**Text excerpt**:
▼

This is the mail archive of the gdb-patches@sourceware.org mailing list for the GDB project.


Index Nav: [Date Index] [Subject Index] [Author Index] [Thread Index]
Message Nav: [Date Prev] [Date Next] [Thread Prev] [Thread Next]
Other format: [Raw text]

Re: ttrace: Protocal error


On Saturday 09 August 2008 15:51:16, Pedro Alves wrote:


> inf_ttrace_wait ()
> ...
>       case TTEVT_LWP_EXIT:
>         if (print_thread_events)
>           printf_unfiltered (_("[%s exited]\n"), target_pid_to_str (ptid));
>         ti = find_thread_pid (ptid);
>         gdb_assert (ti != NULL);
>         ((struct inf_ttrace_private_thread_info *)ti->private)->dying = 1;
>         inf_ttrace_num_lwps--;
> (1)     ttrace (TT_LWP_CONTINUE, ptid_get_pid (ptid),
>               ptid_get_lwp (ptid), TT_NOPC, 0, 0);
>         /* If we don't return -1 here, core GDB will re-add the thread.  */
>         ptid = minus_one_ptid;
>         break;
> ...
>
>     /* Make sure all threads within the process are stopped.  */
> (2)  if (ttrace (TT_PROC_STOP, tts.tts_pid, 0, 0, 0, 0) == -1)
>        perror_with_name (("ttrace"));
>
>     return ptid;
>   }
>
>
> It seems to me, that for some reason, in most cases, the inferior was slow
> enough that when you reach (2), the dying thread hadn't exited
> yet.  The TT_PROC_STOP call stops all lwps of the process, the
> dying one included, I would think.  In that case, you still need the
> resume on the dying thread in inf_ttrace_wait.  Otherwise, you *may*
> get this bug back, depending on how the OS is waking waiting processes:


> So, to minimise the possible race, how about:
>
> - still try to resume a dying lwp.  Ignore the errno you
>   were originally seeing in that case (only).
> - on resume failure, delete it from GDBs thread table.
> - if by any chance, the lwp exits, and the inferior spawn a
>   new lwp, and the OS reuses the same lwpid of the lwp we knew
>   was dying, we delete the dying lwp, and add the new one.
>   If the OS is reusing the id, the original lwp has to be gone.
>   This is just an add_thread call, as that is already handled by it
>   internally (*).

▲

**Data supplied**:
▼

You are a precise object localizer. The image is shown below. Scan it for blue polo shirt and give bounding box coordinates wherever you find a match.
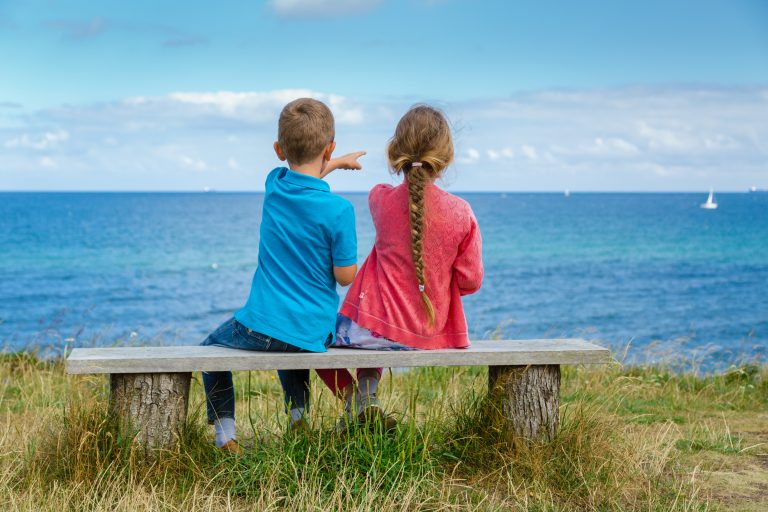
[235,167,357,352]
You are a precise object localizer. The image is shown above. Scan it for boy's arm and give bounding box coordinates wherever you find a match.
[320,151,365,178]
[333,265,357,286]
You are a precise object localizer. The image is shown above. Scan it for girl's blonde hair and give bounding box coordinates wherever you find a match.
[387,105,453,325]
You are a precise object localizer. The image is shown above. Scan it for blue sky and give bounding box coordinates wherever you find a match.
[0,0,768,190]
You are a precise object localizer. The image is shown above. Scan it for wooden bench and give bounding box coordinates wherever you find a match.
[67,339,610,450]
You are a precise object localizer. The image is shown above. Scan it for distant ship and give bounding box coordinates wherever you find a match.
[700,189,717,210]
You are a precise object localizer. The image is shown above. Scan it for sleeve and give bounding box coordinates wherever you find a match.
[453,210,484,295]
[331,203,357,267]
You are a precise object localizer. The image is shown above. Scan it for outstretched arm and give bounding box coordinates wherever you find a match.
[320,151,365,178]
[333,265,357,286]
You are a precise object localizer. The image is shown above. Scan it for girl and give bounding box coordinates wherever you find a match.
[318,105,483,429]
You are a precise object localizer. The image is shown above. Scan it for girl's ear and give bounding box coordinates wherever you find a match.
[272,141,285,162]
[324,140,336,160]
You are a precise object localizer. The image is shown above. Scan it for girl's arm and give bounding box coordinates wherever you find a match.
[453,213,484,295]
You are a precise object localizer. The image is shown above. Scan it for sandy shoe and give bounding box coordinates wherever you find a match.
[288,418,312,436]
[219,439,243,455]
[357,404,397,431]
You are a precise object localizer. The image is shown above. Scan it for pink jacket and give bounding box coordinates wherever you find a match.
[341,183,483,349]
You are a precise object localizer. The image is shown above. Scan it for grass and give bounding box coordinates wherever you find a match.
[0,354,768,511]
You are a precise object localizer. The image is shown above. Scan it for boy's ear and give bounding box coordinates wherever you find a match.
[272,141,285,162]
[323,140,336,160]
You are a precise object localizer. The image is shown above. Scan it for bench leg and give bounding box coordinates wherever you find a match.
[109,373,192,452]
[488,365,560,441]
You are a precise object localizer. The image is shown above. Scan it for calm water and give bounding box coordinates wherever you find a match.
[0,193,768,365]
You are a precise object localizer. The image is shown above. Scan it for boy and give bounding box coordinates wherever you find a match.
[203,98,365,453]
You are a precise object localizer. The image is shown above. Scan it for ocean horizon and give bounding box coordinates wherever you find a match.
[0,191,768,368]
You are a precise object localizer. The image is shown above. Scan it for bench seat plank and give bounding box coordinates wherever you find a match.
[66,339,610,374]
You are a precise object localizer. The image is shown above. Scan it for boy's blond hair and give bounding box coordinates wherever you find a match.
[277,98,335,165]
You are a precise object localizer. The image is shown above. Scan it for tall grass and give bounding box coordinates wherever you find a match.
[0,355,768,511]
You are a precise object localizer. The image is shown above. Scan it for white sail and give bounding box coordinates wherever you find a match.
[700,188,717,210]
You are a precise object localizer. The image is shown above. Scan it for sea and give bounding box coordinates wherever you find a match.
[0,193,768,370]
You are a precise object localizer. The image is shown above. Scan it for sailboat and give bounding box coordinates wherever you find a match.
[700,188,717,210]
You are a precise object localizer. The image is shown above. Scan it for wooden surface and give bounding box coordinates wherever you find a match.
[488,364,560,441]
[109,372,192,452]
[67,339,610,373]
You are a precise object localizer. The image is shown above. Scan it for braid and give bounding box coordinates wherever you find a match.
[387,105,453,327]
[407,167,435,325]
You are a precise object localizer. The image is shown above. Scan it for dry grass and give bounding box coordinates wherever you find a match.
[0,355,768,512]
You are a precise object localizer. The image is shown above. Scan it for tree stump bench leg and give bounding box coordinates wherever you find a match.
[488,364,560,441]
[109,372,192,452]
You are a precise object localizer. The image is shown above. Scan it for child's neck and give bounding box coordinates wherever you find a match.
[288,156,328,179]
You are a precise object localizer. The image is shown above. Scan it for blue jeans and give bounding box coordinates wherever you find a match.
[202,317,309,423]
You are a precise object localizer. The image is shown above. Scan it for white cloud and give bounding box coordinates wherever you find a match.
[269,0,381,17]
[0,87,768,190]
[5,130,69,151]
[520,144,539,160]
[38,156,58,169]
[457,148,480,164]
[179,155,208,171]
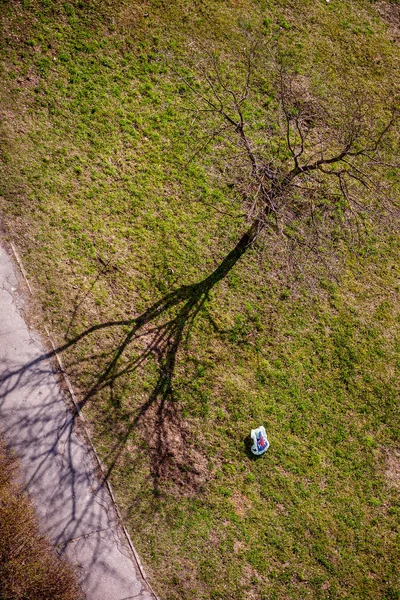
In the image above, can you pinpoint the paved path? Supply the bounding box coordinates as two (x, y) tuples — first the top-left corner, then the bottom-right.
(0, 241), (154, 600)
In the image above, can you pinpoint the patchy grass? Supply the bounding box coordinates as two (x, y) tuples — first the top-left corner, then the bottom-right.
(0, 0), (400, 600)
(0, 440), (83, 600)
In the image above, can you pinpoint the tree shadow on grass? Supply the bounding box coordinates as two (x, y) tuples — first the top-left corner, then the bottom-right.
(0, 224), (254, 493)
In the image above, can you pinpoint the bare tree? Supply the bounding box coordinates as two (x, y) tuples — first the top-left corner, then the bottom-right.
(181, 43), (400, 268)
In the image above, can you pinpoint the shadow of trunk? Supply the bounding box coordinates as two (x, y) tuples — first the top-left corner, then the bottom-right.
(0, 222), (260, 493)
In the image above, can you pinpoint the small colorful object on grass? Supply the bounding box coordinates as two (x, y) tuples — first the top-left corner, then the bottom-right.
(250, 425), (269, 456)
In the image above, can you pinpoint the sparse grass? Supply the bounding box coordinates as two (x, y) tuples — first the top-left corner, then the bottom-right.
(0, 440), (83, 600)
(0, 0), (400, 600)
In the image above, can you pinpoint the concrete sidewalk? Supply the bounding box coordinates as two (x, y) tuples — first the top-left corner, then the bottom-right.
(0, 241), (155, 600)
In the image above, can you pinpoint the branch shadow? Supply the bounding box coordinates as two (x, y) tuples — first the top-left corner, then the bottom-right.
(0, 226), (253, 584)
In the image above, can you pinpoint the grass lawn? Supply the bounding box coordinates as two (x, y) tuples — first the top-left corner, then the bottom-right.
(0, 0), (400, 600)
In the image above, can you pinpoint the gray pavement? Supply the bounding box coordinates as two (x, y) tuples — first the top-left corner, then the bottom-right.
(0, 246), (155, 600)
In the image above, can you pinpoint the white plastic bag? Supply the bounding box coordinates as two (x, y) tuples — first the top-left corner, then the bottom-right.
(250, 425), (269, 456)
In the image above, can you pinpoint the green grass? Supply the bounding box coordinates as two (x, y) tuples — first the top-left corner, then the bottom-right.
(0, 0), (400, 600)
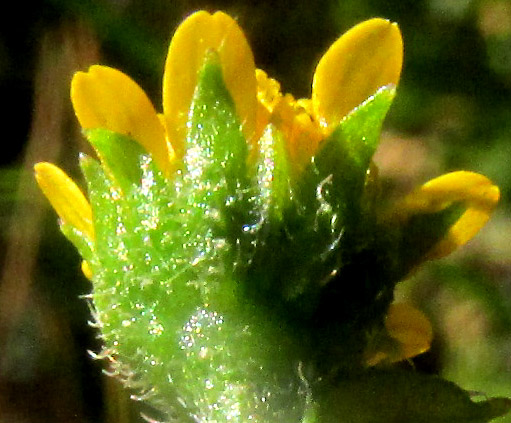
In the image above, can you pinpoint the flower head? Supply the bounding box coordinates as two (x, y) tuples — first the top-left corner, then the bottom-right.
(35, 11), (499, 421)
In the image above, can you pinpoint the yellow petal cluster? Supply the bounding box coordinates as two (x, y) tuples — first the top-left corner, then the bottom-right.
(35, 11), (499, 364)
(391, 171), (500, 260)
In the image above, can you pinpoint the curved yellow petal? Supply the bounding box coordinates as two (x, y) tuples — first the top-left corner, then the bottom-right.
(163, 11), (258, 157)
(366, 303), (433, 366)
(400, 171), (500, 259)
(385, 303), (433, 361)
(312, 18), (403, 132)
(82, 260), (94, 280)
(34, 162), (94, 240)
(71, 65), (173, 175)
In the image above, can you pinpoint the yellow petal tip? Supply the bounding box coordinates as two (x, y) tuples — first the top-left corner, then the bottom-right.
(34, 162), (94, 240)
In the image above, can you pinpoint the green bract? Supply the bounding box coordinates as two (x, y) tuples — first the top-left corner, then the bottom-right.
(53, 53), (510, 423)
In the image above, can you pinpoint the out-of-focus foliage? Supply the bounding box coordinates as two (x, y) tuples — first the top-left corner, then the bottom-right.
(0, 0), (511, 423)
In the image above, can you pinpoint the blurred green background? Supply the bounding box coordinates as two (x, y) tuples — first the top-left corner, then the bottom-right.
(0, 0), (511, 423)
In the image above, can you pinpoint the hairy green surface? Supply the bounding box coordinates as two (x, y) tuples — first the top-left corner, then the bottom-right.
(57, 54), (509, 423)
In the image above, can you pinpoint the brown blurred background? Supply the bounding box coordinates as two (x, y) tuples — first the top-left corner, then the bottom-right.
(0, 0), (511, 423)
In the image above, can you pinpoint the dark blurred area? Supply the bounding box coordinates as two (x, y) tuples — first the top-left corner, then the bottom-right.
(0, 0), (511, 423)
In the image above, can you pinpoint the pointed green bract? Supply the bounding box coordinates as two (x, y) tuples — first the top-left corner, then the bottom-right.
(47, 47), (510, 423)
(85, 128), (147, 191)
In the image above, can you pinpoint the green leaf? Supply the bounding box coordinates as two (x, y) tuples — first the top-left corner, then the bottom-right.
(254, 125), (292, 223)
(317, 371), (511, 423)
(314, 87), (396, 219)
(85, 128), (147, 192)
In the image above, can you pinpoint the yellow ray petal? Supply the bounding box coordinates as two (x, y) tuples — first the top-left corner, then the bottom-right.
(366, 303), (433, 366)
(34, 162), (94, 240)
(82, 260), (94, 280)
(163, 11), (257, 157)
(401, 171), (500, 259)
(385, 303), (433, 361)
(312, 18), (403, 132)
(71, 65), (173, 175)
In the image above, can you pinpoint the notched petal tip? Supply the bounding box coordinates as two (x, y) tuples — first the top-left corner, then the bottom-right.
(163, 11), (258, 157)
(312, 18), (403, 132)
(34, 162), (94, 240)
(71, 65), (173, 175)
(399, 171), (500, 259)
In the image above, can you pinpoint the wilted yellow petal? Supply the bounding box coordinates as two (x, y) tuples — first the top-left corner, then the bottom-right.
(312, 18), (403, 132)
(34, 162), (94, 240)
(163, 11), (257, 157)
(400, 171), (500, 259)
(385, 303), (433, 361)
(71, 65), (173, 175)
(366, 303), (433, 366)
(82, 260), (93, 280)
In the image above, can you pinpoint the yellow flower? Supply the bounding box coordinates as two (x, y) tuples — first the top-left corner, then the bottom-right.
(35, 11), (499, 364)
(256, 18), (403, 171)
(36, 11), (403, 238)
(365, 303), (433, 366)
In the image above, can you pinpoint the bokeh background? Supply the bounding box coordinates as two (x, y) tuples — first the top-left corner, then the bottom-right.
(0, 0), (511, 423)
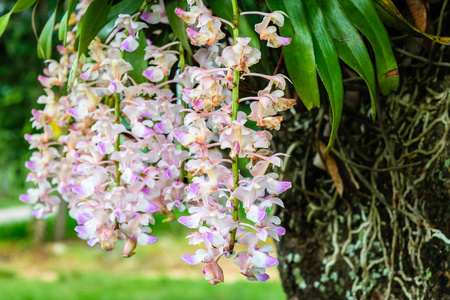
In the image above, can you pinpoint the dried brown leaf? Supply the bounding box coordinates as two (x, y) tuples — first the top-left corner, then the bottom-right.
(320, 142), (344, 198)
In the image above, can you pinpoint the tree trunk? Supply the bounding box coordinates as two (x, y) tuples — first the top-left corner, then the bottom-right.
(277, 44), (450, 300)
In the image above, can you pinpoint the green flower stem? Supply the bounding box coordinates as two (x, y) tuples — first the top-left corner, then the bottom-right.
(180, 43), (186, 182)
(134, 0), (153, 22)
(228, 0), (241, 253)
(114, 93), (121, 186)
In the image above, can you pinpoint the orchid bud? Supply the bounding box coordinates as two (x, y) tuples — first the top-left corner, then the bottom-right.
(122, 237), (137, 258)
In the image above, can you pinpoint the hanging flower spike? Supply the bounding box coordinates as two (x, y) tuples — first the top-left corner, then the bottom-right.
(114, 14), (148, 52)
(242, 10), (291, 48)
(175, 4), (225, 46)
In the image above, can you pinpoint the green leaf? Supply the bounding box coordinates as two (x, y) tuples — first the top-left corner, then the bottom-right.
(319, 0), (376, 119)
(67, 0), (111, 90)
(0, 11), (12, 37)
(266, 0), (320, 109)
(97, 0), (142, 42)
(37, 8), (57, 59)
(77, 0), (111, 54)
(303, 0), (344, 151)
(0, 0), (36, 37)
(164, 0), (193, 56)
(58, 0), (78, 47)
(339, 0), (399, 95)
(374, 0), (450, 45)
(123, 30), (148, 83)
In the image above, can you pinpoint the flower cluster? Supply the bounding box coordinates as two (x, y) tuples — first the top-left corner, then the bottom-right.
(20, 0), (295, 284)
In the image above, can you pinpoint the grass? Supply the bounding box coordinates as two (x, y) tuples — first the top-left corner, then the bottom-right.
(0, 217), (285, 300)
(0, 272), (284, 300)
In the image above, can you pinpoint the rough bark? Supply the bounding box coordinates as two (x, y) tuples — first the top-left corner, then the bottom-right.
(277, 45), (450, 300)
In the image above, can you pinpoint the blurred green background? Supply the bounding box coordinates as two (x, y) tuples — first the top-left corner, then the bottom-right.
(0, 0), (285, 300)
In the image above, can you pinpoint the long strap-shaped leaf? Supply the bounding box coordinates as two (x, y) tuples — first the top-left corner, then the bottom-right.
(0, 0), (36, 37)
(339, 0), (399, 95)
(319, 0), (376, 119)
(58, 0), (78, 47)
(266, 0), (320, 109)
(97, 0), (142, 41)
(374, 0), (450, 45)
(303, 0), (344, 151)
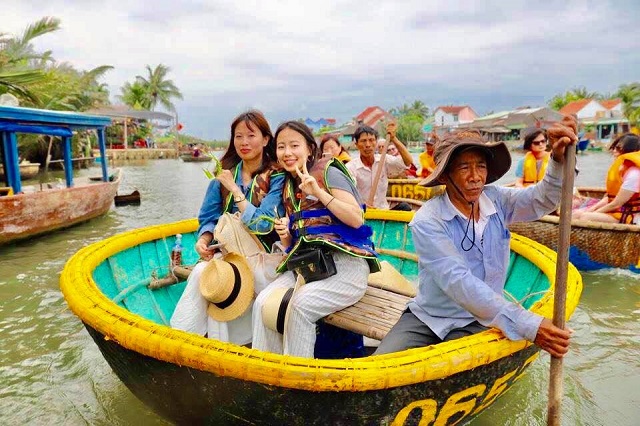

▲

**Exercise task 1**: In the ttrace message, which ttrace request does the code call to make sure all threads within the process are stopped?
**Exercise task 2**: Write the next part of the mailing-list message about the ttrace protocol error, picking up after its last sentence.
The data can be set aside; nothing here depends on it.

**Exercise output 1**: TT_PROC_STOP

**Exercise output 2**:
> - If the thread is still alive, but is dying, let that show
>   in "info threads".  The linux pthread support implementation
>   also does this.

This is what the attached patch does.  In adition to what is
described above, I'm checking if any dying thread is now gone
after stopping the whole process.  I'm checking for lwp "aliveness"
with sending signal 0.  I hope it works as expected against
ttrace stopped threads, otherwise, I'd need another way to detect
if the lwp is still alive.

With this change, we no longer unconditionaly delete the dying 
lwps after the first resume.  This is to prevent that another event
that was already queued is handled and GDB stopping the whole process
before the dying thread having a chance to die.  In this case, we'll
still need another resume in the dying lwp -- until it really exits.

Hope I haven't broken anything badly.  I've never in my live logged in
to an HP-UX system, so wear sunglasses.

-- 
Pedro Alves
2008-08-09  Pedro Alves  <pedro@codesourcery.com>

	* inf-ttrace.c: Include <signal.h>
	(inf_ttrace_delete_dead_threads_callback): New.
	(inf_ttrace_resume_lwp): New.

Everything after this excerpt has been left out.